Skip to main content

Concurrency and Debugging Clinic

Retrieval Prompts

  1. List what threads in a process share and what each has its own copy of.
  2. Write the canonical pthread_cond_wait pattern with mutex, predicate, and the while loop.
  3. Name two races the mutex prevents in a bounded-buffer queue and name one race the condition variable prevents.
  4. State, in one sentence, when atomic is sufficient and when you must still take a mutex.
  5. Describe what gdb watch does and when you would reach for it over a breakpoint.

Compare and Distinguish

  • mutex vs atomic
  • signal vs broadcast
  • breakpoint vs watchpoint
  • perf record vs strace
  • "spurious wake-up" vs "lost wake-up"

Common Mistake Check

  1. Writing if (empty) cond_wait(...) instead of while (empty) cond_wait(...).
  2. Using volatile int done as a cross-thread stop flag and then wondering why the worker loops forever.

Stored data:
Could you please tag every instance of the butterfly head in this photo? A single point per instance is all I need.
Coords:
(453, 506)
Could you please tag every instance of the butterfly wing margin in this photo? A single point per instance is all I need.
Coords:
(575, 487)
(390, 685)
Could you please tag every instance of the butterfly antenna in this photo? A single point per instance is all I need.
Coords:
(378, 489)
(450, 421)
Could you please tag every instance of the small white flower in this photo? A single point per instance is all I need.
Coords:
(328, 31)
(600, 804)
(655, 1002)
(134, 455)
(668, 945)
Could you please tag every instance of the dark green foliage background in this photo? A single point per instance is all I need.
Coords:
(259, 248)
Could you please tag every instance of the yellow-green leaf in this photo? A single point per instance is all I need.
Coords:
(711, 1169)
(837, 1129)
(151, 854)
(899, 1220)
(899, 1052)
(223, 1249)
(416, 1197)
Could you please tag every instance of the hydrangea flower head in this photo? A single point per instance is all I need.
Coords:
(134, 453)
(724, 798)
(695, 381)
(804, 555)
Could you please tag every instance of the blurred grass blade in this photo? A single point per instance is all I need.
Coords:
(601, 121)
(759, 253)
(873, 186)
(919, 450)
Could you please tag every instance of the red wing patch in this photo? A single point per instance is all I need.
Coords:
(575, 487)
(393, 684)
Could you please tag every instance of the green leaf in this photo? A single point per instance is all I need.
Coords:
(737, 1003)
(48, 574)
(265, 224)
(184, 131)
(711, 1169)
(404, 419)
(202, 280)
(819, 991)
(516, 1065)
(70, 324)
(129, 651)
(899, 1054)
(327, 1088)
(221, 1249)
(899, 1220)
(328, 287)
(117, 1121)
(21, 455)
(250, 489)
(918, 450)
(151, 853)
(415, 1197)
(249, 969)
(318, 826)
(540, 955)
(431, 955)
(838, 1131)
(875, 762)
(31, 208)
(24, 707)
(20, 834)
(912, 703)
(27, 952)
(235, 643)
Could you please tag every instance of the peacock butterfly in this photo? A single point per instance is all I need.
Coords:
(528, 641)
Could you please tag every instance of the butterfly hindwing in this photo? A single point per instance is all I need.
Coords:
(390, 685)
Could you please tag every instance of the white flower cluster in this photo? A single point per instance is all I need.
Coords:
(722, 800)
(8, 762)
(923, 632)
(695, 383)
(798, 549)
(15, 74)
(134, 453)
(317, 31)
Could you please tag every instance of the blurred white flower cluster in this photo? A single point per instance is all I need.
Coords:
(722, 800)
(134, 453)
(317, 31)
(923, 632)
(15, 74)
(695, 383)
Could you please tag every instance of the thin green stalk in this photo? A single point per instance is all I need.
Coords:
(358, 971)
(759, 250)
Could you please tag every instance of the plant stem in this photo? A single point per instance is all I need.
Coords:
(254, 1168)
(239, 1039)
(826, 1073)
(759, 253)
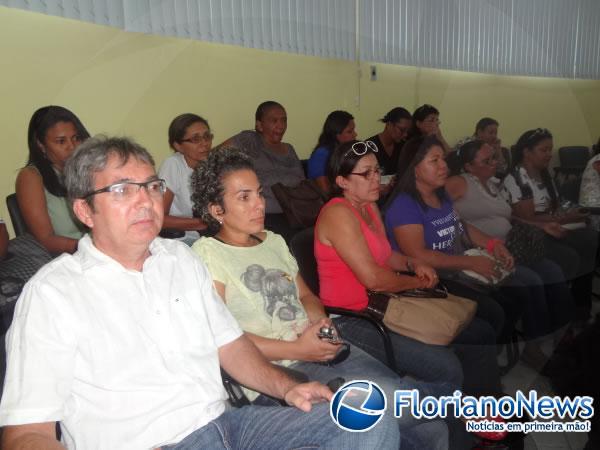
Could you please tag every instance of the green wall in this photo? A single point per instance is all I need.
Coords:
(134, 84)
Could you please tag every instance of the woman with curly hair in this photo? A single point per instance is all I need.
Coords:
(257, 277)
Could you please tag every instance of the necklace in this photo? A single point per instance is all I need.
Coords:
(482, 187)
(255, 241)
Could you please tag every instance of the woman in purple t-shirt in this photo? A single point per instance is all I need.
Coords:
(421, 222)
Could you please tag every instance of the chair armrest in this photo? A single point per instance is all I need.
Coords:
(379, 326)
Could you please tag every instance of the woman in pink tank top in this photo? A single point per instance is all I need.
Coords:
(353, 255)
(351, 248)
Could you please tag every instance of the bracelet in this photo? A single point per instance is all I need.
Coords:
(491, 245)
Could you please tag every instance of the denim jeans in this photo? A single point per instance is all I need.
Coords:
(473, 348)
(417, 434)
(262, 427)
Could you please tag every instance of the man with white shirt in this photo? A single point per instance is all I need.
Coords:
(121, 342)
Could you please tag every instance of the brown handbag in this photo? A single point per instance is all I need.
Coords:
(432, 320)
(301, 203)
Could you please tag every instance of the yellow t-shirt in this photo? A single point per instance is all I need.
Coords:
(260, 287)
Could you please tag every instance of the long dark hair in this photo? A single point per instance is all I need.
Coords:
(334, 124)
(528, 141)
(463, 155)
(179, 126)
(42, 120)
(418, 146)
(342, 162)
(420, 115)
(484, 123)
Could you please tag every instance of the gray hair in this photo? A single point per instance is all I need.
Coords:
(92, 156)
(207, 181)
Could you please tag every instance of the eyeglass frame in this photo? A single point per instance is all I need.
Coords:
(142, 184)
(198, 138)
(367, 174)
(367, 145)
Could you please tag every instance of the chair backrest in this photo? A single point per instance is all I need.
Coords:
(302, 247)
(574, 156)
(16, 218)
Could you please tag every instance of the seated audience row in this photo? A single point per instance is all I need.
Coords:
(256, 276)
(126, 352)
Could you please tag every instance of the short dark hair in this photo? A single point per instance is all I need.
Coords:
(207, 181)
(396, 114)
(420, 114)
(334, 124)
(180, 124)
(41, 121)
(463, 155)
(341, 163)
(264, 107)
(419, 147)
(528, 141)
(484, 123)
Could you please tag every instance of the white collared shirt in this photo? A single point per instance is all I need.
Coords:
(123, 359)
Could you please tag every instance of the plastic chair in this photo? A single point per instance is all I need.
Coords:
(302, 246)
(16, 217)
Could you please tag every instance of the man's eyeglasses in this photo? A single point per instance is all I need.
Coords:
(198, 138)
(128, 189)
(368, 174)
(361, 147)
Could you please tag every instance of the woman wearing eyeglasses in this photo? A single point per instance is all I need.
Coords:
(389, 142)
(275, 161)
(339, 127)
(54, 133)
(534, 198)
(191, 140)
(257, 277)
(540, 285)
(353, 256)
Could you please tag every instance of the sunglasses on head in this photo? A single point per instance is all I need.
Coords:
(362, 147)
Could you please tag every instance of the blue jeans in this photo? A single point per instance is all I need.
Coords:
(431, 363)
(473, 349)
(361, 366)
(262, 427)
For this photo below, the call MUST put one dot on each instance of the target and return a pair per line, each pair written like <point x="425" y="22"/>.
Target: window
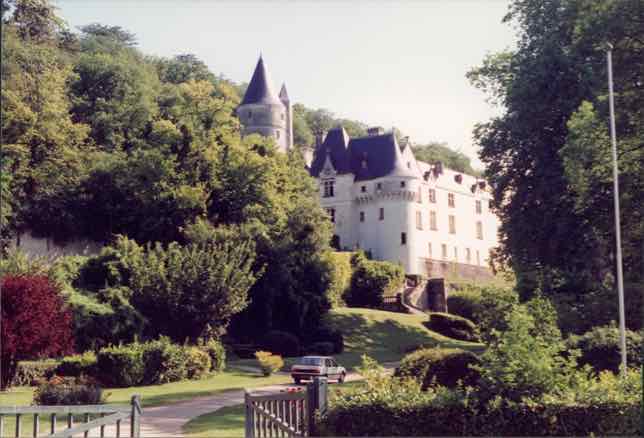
<point x="329" y="187"/>
<point x="432" y="195"/>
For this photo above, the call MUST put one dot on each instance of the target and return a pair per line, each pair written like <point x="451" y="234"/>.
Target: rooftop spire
<point x="260" y="89"/>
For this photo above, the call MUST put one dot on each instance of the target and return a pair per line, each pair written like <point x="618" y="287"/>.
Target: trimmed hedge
<point x="600" y="348"/>
<point x="453" y="326"/>
<point x="442" y="366"/>
<point x="425" y="419"/>
<point x="77" y="365"/>
<point x="281" y="343"/>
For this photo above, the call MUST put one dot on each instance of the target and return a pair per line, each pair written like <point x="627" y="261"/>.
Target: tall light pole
<point x="618" y="237"/>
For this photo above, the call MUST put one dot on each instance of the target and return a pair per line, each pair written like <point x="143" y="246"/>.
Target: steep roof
<point x="335" y="146"/>
<point x="260" y="89"/>
<point x="377" y="156"/>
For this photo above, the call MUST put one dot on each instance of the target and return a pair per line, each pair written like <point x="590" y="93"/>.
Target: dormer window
<point x="329" y="188"/>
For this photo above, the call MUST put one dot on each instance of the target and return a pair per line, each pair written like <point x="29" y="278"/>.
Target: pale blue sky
<point x="387" y="63"/>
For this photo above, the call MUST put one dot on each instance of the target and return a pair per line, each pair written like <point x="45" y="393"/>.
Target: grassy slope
<point x="385" y="336"/>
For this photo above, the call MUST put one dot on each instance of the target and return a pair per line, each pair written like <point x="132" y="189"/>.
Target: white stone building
<point x="431" y="219"/>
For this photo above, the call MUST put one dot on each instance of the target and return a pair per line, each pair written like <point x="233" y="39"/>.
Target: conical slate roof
<point x="260" y="89"/>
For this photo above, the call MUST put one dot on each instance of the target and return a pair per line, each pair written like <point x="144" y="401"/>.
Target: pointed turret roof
<point x="284" y="93"/>
<point x="260" y="89"/>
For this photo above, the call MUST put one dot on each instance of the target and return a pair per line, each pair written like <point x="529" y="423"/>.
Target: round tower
<point x="263" y="112"/>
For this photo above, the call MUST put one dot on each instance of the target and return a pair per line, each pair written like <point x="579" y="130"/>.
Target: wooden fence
<point x="286" y="414"/>
<point x="106" y="415"/>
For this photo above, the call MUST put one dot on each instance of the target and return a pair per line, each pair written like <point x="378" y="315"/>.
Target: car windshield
<point x="310" y="361"/>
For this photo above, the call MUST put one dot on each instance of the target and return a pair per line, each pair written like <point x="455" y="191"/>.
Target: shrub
<point x="198" y="362"/>
<point x="372" y="280"/>
<point x="217" y="353"/>
<point x="121" y="366"/>
<point x="600" y="348"/>
<point x="77" y="365"/>
<point x="321" y="348"/>
<point x="35" y="323"/>
<point x="335" y="337"/>
<point x="68" y="391"/>
<point x="31" y="373"/>
<point x="164" y="361"/>
<point x="268" y="362"/>
<point x="340" y="277"/>
<point x="442" y="366"/>
<point x="453" y="326"/>
<point x="282" y="343"/>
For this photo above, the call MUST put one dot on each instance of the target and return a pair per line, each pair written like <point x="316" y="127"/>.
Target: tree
<point x="35" y="323"/>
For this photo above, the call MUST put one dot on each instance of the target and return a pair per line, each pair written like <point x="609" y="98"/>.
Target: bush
<point x="372" y="281"/>
<point x="68" y="391"/>
<point x="121" y="366"/>
<point x="340" y="277"/>
<point x="198" y="363"/>
<point x="77" y="365"/>
<point x="442" y="366"/>
<point x="164" y="361"/>
<point x="326" y="334"/>
<point x="217" y="353"/>
<point x="31" y="373"/>
<point x="453" y="326"/>
<point x="282" y="343"/>
<point x="600" y="348"/>
<point x="35" y="323"/>
<point x="268" y="362"/>
<point x="321" y="348"/>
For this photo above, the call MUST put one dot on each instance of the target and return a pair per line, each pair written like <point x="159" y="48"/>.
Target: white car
<point x="317" y="366"/>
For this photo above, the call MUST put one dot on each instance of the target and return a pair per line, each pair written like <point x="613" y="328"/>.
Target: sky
<point x="386" y="63"/>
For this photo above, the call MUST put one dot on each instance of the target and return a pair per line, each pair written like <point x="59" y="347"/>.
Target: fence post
<point x="316" y="395"/>
<point x="135" y="421"/>
<point x="250" y="417"/>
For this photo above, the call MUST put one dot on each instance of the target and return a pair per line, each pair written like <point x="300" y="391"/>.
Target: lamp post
<point x="618" y="237"/>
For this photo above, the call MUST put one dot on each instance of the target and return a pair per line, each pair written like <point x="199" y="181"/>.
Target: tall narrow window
<point x="432" y="195"/>
<point x="329" y="188"/>
<point x="479" y="230"/>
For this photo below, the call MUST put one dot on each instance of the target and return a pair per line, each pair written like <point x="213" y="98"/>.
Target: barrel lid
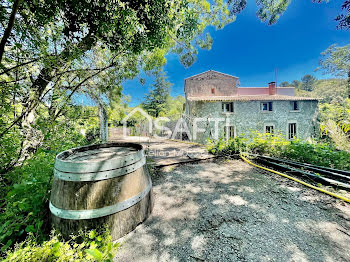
<point x="99" y="157"/>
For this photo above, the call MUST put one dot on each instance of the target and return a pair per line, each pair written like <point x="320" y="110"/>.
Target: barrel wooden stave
<point x="87" y="195"/>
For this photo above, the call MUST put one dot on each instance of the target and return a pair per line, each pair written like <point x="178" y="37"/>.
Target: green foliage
<point x="156" y="100"/>
<point x="307" y="82"/>
<point x="322" y="154"/>
<point x="25" y="190"/>
<point x="327" y="90"/>
<point x="88" y="246"/>
<point x="336" y="60"/>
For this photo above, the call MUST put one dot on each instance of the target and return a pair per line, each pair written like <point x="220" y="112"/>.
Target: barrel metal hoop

Task set:
**1.** Rewrite the part of the clinic page starting with "1. Writing if" and going on through "worker loops forever.", using "consumer" in place of "worker".
**2.** Shorten the retrieval prompt in the clinic page that begins "Name two races the mutex prevents" while keeping its main facts.
The rows have no connection to the clinic page.

Answers per task:
**1.**
1. Writing if (empty) cond_wait(...) instead of while (empty) cond_wait(...).
  2. Using volatile int done as a cross-thread stop flag and then wondering why the consumer loops forever.

**2.** Name two races a mutex prevents in a bounded-buffer queue and one that a condition variable prevents.